- VORLIEGENDER TEXT -
§ §

Die Evangelische Kirche in Mitteldeutschland (EKMD) scheint Gefallen an politischer Kirchenzucht gefunden zu haben. Waren 2020-2023 die kirchlichen Querdenker im Visier der Kirchenfürsten, so sind es jetzt die ehrenamtlichen Gemeindekirchenräte, die der AfD nahestehen. Diese möchte man mit einem neuen Kirchengesetz aus allen Gemeindekirchenräten ausschließen.
Dabei geht die Kirche gegen ihre eigenen Mitglieder nach einer Methode vor, die ich kurz skizzieren möchte und die ernsthafte Fragen über den Zustand der Kirche aufwirft:
In der Coronazeit hatte sich die Kirche in ihrer Abwertung der corona-kritischen Gemeindeglieder nicht von ihren Grundlagen wie der Heiligen Schrift oder den evangelischen Bekenntnisschriften oder dem staatlichen Grundgesetz leiten lassen, sondern vom „Robert Koch Institut“ (RKI). Das Robert Koch Institut ist eine weisungsgebundene Behörde, die dem Gesundheitsministerium unterstellt ist.
Das Robert Koch Institut hat zwar intern wissenschaftlich kontrovers und durchaus querdenkerisch diskutiert, wie die freigeklagten Ergebnisprotokolle des RKI-Krisenstabs sehr schön offenlegen. Aber nach außen hat das RKI weisungsgemäß die Meinung der Regierung vertreten und ihre gleichgeschalteten Presseerklärungen fälschlicherweise als „die Wissenschaft“ verkauft. Das klingt pervers, aber so ist das in staatlichen Hierarchien.
Die Evangelische Kirche in Mitteldeutschland hat sich bei ihren eigenen Corona-Maßnahmen nicht auf die kontroverse wissenschaftliche Debatte gestützt, sondern auf die regierungskonformen einseitigen Pressemitteilungen des RKI. Damit ist die Kirche von einer freien und selberdenkenden evangelischen Kirche zu einer untergeordneten Behörde der nachgeordneten RKI-Regierungsbehörde geworden. Kurz: Die Evangelische Kirche in Mitteldeutschland hat sich in der Coronazeit freiwillig zum willigen Ausführungsorgan der Regierung gemacht.

§ §

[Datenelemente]
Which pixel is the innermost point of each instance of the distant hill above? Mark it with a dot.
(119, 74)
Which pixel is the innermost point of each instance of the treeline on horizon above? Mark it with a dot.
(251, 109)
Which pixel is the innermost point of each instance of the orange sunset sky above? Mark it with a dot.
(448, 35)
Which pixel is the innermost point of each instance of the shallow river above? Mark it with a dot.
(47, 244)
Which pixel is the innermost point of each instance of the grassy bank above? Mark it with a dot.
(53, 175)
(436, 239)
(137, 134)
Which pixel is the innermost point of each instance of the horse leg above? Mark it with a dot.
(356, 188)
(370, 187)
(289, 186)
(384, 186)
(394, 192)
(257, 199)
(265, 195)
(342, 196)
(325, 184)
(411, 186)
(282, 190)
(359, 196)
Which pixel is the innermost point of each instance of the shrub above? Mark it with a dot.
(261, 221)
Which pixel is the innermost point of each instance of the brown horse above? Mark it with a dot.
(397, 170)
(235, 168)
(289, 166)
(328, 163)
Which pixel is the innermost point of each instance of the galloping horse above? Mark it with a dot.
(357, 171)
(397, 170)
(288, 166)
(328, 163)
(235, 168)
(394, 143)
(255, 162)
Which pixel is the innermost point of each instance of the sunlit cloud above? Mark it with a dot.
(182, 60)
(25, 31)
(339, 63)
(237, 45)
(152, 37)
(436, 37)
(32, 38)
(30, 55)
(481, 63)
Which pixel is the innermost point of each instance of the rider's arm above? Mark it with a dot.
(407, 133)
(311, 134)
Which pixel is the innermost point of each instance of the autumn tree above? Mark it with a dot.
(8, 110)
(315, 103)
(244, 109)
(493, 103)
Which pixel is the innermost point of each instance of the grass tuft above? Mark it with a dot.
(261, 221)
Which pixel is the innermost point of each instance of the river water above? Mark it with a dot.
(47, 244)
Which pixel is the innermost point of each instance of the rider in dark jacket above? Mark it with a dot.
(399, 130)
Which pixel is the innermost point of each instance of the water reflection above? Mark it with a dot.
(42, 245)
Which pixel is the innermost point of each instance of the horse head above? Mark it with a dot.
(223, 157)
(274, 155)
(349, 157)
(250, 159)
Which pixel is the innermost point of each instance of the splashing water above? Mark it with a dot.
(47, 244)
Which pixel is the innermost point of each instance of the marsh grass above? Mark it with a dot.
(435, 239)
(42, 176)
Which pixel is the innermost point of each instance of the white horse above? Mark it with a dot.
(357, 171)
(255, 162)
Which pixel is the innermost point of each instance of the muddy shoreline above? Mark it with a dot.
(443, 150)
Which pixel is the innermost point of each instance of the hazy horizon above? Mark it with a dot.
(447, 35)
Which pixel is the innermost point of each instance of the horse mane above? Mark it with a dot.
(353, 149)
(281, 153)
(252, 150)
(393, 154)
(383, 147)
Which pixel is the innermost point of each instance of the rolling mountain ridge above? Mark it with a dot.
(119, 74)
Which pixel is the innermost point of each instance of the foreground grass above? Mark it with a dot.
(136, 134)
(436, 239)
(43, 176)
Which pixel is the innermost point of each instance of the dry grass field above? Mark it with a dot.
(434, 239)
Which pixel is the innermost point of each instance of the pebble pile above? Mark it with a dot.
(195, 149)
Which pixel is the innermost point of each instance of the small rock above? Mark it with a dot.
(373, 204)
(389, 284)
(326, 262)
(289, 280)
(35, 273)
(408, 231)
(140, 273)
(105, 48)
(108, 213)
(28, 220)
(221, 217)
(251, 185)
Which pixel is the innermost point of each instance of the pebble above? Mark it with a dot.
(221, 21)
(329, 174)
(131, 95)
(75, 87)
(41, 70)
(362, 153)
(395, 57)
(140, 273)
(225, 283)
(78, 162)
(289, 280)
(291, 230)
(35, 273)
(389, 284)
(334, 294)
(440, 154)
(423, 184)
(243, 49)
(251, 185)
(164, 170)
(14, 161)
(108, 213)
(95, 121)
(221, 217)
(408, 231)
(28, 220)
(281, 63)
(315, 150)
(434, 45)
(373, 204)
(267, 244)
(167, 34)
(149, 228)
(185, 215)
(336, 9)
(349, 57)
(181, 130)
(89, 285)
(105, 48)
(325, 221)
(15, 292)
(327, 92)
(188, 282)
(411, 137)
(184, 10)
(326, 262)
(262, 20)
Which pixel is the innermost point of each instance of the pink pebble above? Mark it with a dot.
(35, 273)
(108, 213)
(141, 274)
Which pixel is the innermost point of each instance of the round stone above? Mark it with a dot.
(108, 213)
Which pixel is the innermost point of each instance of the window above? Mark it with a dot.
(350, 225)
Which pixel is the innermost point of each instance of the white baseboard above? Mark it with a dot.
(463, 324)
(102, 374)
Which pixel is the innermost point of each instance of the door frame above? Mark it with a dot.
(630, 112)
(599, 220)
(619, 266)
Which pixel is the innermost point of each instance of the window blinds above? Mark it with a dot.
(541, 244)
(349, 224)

§ §

- AUFGABENSTELLUNG -
Fasse den Text über die Evangelische Kirche in Mitteldeutschland in genau zwei Sätzen zusammen.

- LÖSUNG -
Der Text wirft der Evangelischen Kirche in Mitteldeutschland vor, nach den kirchlichen Querdenkern der Jahre 2020 bis 2023 nun ehrenamtliche Gemeindekirchenräte, die der AfD nahestehen, mit einem neuen Kirchengesetz aus allen Gemeindekirchenräten ausschließen zu wollen. In der Coronazeit habe sich die Kirche nach seiner Darstellung nicht an der Heiligen Schrift, den Bekenntnisschriften oder dem Grundgesetz orientiert, sondern an den regierungskonformen Pressemitteilungen des weisungsgebundenen RKI, und sich so freiwillig zum Ausführungsorgan der Regierung gemacht.